___ Geciteerde passage ___
Wat achterblijft is een bureaucratische romp, die terecht door steeds meer mensen die voorheen de partij nog enig krediet gaven, wordt uitgekotst. In die partij zitten -gedomineerd door een botte partijleiding die dissidentie als vijandschap bejegent – nog steeds serieuze kritische socialisten. Maar het is voor zulke mensen steeds minder een geschikte plek. Het treurige is echter dat het wegkwijnen of instorten van de SWP als nog enigszins constructieve kracht, niet alleen die partij zelf, maar ook bredere strijdbewegingen tegen bijvoorbeeld bezuinigingen en racisme, raakt . De crisis van een Leninistische organisatie als de SWP is daarmee ook voor niet-Leninistische radicalen, voor antiautoritaire revolutionairen, van belang.

Hoe kwam deze crisis op gang? Hoe ontwikkelde die zich? (1) Al in 2010 en 2011 gingen er geruchten over seksueel misbruik dat begaan zou zijn door een CC-lid tegen een jonge vrouw. Eind 201 besloot deze vrouw om de klacht binnen de partij aanhangig te maken. Een intern partijorgaan de Disputes Committee (DC) boog zich over de zaak. In deze commissie zaten echter vooral mensen die het beschuldigde SWP goed kenden, soms bevriend met hem waren. Er zaten ook nog eens een tweetal CC-leden in het DC, hetgeen het onafhankelijke karakter van die DC al ongeloofwaardig maakte. Surprise: de DC achtte de beschuldiging van verkrachting ongegrond, die van seksueel misbruik niet bewezen. Uitgelekte verslaglegging van de zitting op de partijconferentie in januari waar de DC haar bevindingen presenteerde, maakte aannemelijk dat bij het onderzoek vreemde dingen waren voorgevallen: de aangeklaagde kreeg inzage in wat degene die met de klacht kwam naar voren ging brengen, maar die vrouw kreeg niet van te voren te zien of horen waar de aangeklaagde leidende SWP-er mee zou komen. De vrouw kreeg ook het soort vragen te verduren waaruit zou kunnen blijken dat ze er wel om zou hebben gevraagd, het ernaar zou hebben gemaakt, wel degelijk met seks zou hebben ingestemd en dergelijke. Anders gezegd: de klagende jonge vrouw zou bijna als verdachte bejegend zijn.
___ Aangeleverde gegevens ___
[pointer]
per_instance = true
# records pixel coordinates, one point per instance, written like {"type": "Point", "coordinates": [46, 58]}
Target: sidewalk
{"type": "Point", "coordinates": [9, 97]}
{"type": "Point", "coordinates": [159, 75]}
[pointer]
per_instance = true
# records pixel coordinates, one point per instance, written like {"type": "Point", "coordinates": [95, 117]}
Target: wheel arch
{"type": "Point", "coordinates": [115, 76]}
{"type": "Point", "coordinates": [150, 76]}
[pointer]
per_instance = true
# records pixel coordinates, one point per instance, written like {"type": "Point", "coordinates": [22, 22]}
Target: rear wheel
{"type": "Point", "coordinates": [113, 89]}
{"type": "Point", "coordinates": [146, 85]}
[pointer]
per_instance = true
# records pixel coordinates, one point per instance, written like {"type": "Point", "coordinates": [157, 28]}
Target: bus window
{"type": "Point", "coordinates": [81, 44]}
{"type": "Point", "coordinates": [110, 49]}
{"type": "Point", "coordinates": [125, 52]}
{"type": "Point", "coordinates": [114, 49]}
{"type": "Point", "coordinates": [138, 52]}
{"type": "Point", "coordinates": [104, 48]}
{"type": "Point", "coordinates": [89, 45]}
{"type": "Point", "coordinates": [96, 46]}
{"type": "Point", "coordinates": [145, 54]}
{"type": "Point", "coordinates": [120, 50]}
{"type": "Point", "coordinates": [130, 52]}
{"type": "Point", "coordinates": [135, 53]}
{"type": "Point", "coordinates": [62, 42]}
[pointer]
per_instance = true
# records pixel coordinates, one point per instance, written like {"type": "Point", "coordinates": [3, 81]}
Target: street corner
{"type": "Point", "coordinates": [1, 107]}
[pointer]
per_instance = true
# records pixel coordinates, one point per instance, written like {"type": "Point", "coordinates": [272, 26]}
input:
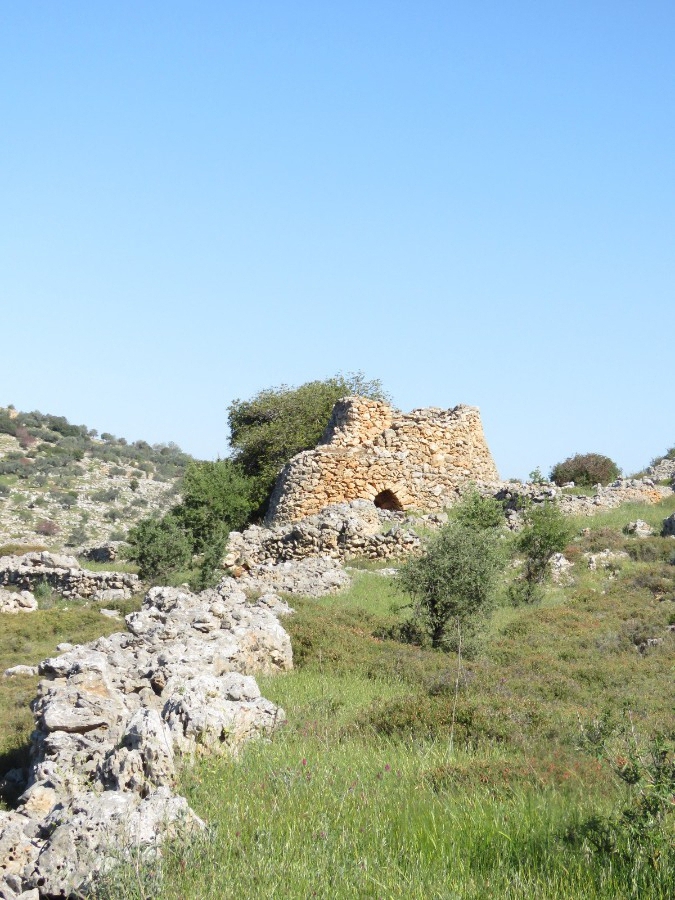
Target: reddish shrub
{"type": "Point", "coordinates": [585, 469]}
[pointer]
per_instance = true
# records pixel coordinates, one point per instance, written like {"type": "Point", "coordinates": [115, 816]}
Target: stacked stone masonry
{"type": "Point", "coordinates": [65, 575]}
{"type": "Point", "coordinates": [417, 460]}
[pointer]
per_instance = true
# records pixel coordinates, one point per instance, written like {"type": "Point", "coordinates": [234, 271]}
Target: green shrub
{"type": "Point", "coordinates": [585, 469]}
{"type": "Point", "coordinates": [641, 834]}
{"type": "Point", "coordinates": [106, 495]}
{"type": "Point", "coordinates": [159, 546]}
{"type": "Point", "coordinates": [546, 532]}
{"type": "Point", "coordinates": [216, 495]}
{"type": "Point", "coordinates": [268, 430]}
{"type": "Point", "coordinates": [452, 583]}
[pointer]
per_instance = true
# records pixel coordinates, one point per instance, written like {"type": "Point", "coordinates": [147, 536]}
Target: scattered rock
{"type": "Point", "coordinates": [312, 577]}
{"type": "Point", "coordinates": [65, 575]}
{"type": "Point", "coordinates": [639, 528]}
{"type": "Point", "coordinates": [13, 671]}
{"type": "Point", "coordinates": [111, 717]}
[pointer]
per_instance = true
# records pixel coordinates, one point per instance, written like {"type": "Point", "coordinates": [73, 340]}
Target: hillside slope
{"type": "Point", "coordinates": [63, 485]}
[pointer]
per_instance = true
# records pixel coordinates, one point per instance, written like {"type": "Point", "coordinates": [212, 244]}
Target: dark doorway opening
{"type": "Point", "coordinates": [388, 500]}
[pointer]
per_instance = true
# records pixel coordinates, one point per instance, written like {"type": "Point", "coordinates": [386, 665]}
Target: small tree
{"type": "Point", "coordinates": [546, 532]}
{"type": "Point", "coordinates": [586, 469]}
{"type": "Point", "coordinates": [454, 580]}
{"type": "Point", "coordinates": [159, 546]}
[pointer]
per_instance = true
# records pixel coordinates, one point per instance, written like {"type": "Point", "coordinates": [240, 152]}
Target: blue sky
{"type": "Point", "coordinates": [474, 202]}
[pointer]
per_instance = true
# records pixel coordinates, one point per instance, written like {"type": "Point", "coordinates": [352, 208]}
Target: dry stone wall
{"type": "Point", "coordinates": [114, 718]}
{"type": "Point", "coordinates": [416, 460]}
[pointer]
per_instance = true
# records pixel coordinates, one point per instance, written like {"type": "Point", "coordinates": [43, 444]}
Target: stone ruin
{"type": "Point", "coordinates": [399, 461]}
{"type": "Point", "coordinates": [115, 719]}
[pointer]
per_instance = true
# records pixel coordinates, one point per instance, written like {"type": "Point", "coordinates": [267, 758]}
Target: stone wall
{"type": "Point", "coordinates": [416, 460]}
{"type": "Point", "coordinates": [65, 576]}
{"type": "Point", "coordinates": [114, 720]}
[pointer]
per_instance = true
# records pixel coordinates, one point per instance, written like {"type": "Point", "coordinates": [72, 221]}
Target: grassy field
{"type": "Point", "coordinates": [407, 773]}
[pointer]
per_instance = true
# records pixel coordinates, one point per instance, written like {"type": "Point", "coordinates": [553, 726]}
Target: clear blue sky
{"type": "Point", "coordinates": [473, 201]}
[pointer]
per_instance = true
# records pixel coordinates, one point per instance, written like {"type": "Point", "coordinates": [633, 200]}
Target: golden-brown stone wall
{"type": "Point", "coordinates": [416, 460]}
___
Opdrachten:
A – Tot welk oordeel kwam de Disputes Committee volgens de geciteerde passage over de beschuldiging van verkrachting en over die van seksueel misbruik?
B – Vertaal alsjeblieft de zin "Maar het is voor zulke mensen steeds minder een geschikte plek." uit de geciteerde passage in het Engels.
C – Geef het deel van de geciteerde passage van "Wat achterblijft is" tot en met "revolutionairen, van belang." woordelijk weer.

Antwoorden op volgorde:
A – De beschuldiging van verkrachting werd ongegrond geacht, die van seksueel misbruik niet bewezen.

B – But it is less and less a suitable place for such people.

C –
Wat achterblijft is een bureaucratische romp, die terecht door steeds meer mensen die voorheen de partij nog enig krediet gaven, wordt uitgekotst. In die partij zitten -gedomineerd door een botte partijleiding die dissidentie als vijandschap bejegent – nog steeds serieuze kritische socialisten. Maar het is voor zulke mensen steeds minder een geschikte plek. Het treurige is echter dat het wegkwijnen of instorten van de SWP als nog enigszins constructieve kracht, niet alleen die partij zelf, maar ook bredere strijdbewegingen tegen bijvoorbeeld bezuinigingen en racisme, raakt . De crisis van een Leninistische organisatie als de SWP is daarmee ook voor niet-Leninistische radicalen, voor antiautoritaire revolutionairen, van belang.